### EXTRACT PROVIDED
Remember that old fanciful term for a compelling story? In fact, a yarn is often synonymous with tales of high adventure, intrigue and the imagination. Tragically, schools have retreated from their ancient role as centers of storytelling, and education has consequently left the stage bare for the rationalists, utilitarians and bean counters.

For centuries, teachers have known that stories help students take the truth to heart. You can include rabbi Jesus in that group. “Again Jesus began to teach them by the lakeside. He taught them many things in parables… Using many parables like these, he spoke the word to them, so far as they were capable of understanding it. He would not speak to them except through parables.” (Mark 4:1-2, 33-34).

Why is that? Why were stories so central in education, in community life? For one thing, stories resonate with human nature. We naturally embrace storytelling because we intuitively know that our very lives are stories, extended dramatic narratives. Consider the makings of a good story: a good beginning with hopes of a happy ending; a crisis or problems to solve; twisting plot lines with lots of action and mystery; plans  to fight the opposing forces that are delaying the good destiny; the plotted journey onward as the character develops and makes choices for good or ill; lots of significant details that heighten the story line; a satisfying climax coming soon at some point in the future.
######
### DATA UNDER STUDY
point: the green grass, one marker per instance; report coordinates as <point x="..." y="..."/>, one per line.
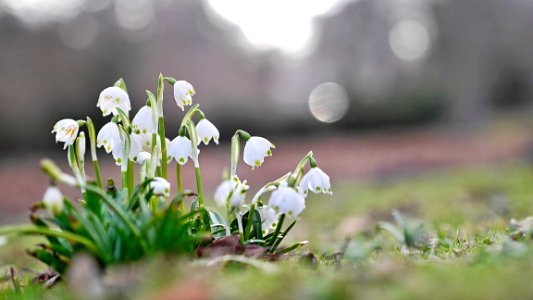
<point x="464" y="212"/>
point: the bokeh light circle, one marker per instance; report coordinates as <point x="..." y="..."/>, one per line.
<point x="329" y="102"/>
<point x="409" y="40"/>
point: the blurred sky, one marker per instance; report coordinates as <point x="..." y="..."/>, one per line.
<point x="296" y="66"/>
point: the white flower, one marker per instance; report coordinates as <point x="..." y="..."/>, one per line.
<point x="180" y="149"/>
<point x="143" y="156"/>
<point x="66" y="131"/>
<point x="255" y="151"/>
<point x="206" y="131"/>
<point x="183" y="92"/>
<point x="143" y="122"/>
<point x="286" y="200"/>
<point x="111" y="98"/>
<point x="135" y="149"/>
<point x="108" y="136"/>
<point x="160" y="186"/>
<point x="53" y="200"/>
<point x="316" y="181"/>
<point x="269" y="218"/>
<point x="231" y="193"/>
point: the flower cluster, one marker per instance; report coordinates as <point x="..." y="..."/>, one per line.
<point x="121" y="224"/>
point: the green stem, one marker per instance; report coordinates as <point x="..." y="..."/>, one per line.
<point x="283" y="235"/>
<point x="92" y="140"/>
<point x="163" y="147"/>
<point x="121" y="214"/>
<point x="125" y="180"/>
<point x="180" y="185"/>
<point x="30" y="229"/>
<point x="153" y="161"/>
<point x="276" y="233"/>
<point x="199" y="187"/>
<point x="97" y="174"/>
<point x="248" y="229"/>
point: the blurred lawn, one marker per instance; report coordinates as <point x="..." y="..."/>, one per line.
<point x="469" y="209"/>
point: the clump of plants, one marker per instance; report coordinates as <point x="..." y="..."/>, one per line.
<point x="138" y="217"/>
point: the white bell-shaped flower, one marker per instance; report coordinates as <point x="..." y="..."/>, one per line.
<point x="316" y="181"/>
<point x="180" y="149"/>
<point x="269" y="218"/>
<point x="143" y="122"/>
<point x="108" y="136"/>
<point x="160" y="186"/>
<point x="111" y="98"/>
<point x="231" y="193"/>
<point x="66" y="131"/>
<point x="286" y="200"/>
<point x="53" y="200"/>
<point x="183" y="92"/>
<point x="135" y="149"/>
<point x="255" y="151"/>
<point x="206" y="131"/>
######
### DATA UNDER STUDY
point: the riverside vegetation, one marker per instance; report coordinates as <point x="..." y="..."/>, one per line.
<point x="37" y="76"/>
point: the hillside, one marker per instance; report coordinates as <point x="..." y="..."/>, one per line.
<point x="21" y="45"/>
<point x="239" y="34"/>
######
§ TASK 1
For each statement, say yes or no according to the storytelling passage and quote the words from it that decide it. (a) Schools have stepped back from serving as centers of storytelling. (b) Jesus spoke to the crowds without parables as often as with them. (c) A good story opens with hopes of a sad ending.
§ TASK 2
In the storytelling passage, what Bible reference follows the quotation about Jesus teaching by the lakeside?
§ TASK 3
Rewrite the part of the storytelling passage that begins at "For centuries, teachers" and stops after "(Mark 4:1-2, 33-34).", putting "fables" in place of "parables" each time it occurs.
The records were taken from a different source than the text.

§ EXERCISE RESPONSE 1
(a) Yes: "Tragically, schools have retreated from their ancient role as centers of storytelling"
(b) No: "He would not speak to them except through parables."
(c) No: "a good beginning with hopes of a happy ending"

§ EXERCISE RESPONSE 2
Mark 4:1-2, 33-34.

§ EXERCISE RESPONSE 3
For centuries, teachers have known that stories help students take the truth to heart. You can include rabbi Jesus in that group. “Again Jesus began to teach them by the lakeside. He taught them many things in fables… Using many fables like these, he spoke the word to them, so far as they were capable of understanding it. He would not speak to them except through fables.” (Mark 4:1-2, 33-34).